What the task asks: Collect every line in the material below that contains the string "cloudy" and copy each one in full. Case counts, so a line matches only if it has the same capital and lowercase letters.

begin Material

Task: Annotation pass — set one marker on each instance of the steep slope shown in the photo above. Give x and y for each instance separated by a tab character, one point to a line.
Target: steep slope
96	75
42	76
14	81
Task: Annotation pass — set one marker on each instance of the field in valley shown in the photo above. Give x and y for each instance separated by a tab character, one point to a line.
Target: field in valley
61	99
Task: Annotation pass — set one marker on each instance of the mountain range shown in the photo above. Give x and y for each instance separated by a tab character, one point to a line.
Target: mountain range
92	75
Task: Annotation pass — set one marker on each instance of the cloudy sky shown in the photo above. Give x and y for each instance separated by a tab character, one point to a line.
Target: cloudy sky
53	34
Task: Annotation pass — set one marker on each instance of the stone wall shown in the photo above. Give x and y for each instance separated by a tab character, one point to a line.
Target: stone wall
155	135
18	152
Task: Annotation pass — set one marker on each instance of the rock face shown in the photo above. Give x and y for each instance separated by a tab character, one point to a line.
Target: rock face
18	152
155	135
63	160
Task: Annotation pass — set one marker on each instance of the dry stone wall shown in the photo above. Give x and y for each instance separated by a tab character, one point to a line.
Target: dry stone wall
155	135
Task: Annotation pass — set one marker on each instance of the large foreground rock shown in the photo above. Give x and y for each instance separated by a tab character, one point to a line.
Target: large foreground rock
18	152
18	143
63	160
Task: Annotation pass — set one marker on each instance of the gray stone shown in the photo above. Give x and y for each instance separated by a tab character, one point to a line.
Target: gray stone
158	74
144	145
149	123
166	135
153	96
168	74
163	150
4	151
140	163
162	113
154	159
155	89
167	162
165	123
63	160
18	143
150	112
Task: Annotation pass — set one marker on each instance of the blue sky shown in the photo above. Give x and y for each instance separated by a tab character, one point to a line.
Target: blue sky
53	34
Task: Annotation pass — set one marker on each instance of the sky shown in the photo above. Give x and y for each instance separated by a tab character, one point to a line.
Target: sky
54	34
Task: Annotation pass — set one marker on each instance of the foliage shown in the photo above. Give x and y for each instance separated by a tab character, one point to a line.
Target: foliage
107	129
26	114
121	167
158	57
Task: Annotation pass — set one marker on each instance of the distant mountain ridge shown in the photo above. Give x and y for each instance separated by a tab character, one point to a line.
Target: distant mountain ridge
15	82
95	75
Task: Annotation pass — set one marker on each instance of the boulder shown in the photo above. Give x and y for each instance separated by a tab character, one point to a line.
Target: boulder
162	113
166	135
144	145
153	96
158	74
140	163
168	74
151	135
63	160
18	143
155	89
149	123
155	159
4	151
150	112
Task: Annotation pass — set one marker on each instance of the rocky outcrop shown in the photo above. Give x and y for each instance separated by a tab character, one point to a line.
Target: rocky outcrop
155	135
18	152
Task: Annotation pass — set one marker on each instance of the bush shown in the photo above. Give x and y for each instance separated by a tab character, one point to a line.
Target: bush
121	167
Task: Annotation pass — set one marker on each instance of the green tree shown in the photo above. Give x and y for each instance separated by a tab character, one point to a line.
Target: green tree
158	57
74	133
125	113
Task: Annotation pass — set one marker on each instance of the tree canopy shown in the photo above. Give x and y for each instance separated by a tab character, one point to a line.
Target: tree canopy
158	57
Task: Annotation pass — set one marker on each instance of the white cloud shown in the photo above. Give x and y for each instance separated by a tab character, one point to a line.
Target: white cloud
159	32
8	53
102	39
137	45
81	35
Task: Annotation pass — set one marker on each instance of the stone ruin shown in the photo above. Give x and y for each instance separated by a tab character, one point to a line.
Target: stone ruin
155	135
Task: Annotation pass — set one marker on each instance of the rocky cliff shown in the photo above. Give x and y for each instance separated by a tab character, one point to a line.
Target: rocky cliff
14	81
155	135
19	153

end Material
begin Material

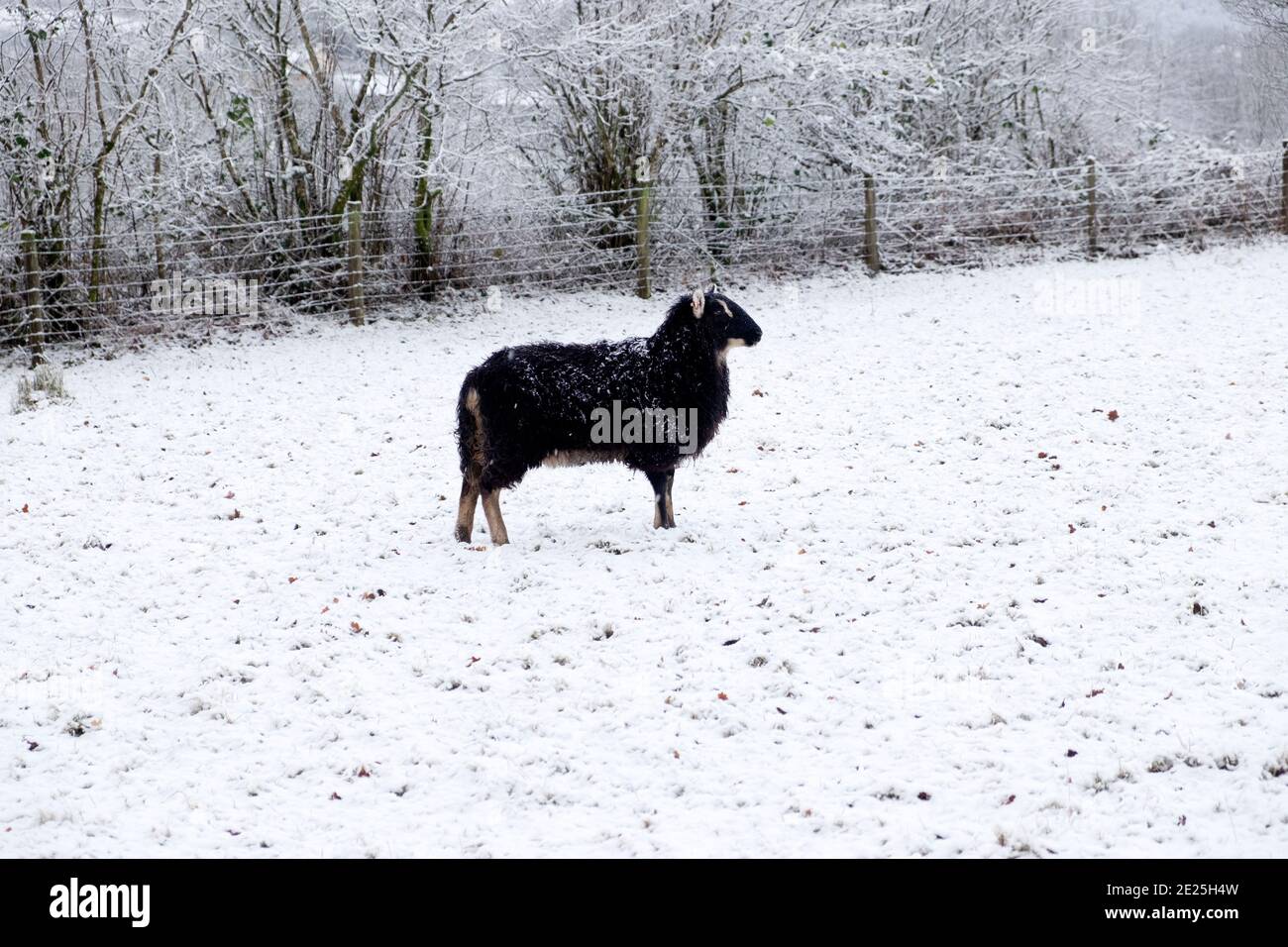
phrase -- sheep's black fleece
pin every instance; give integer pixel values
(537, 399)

end Material

Exercise solution:
Task: Annotation pass — set one marker on each instance of the cloudy sky shown in the photo above. Give x and y for each instance separated by a tab character, one point to a line.
Target: cloudy sky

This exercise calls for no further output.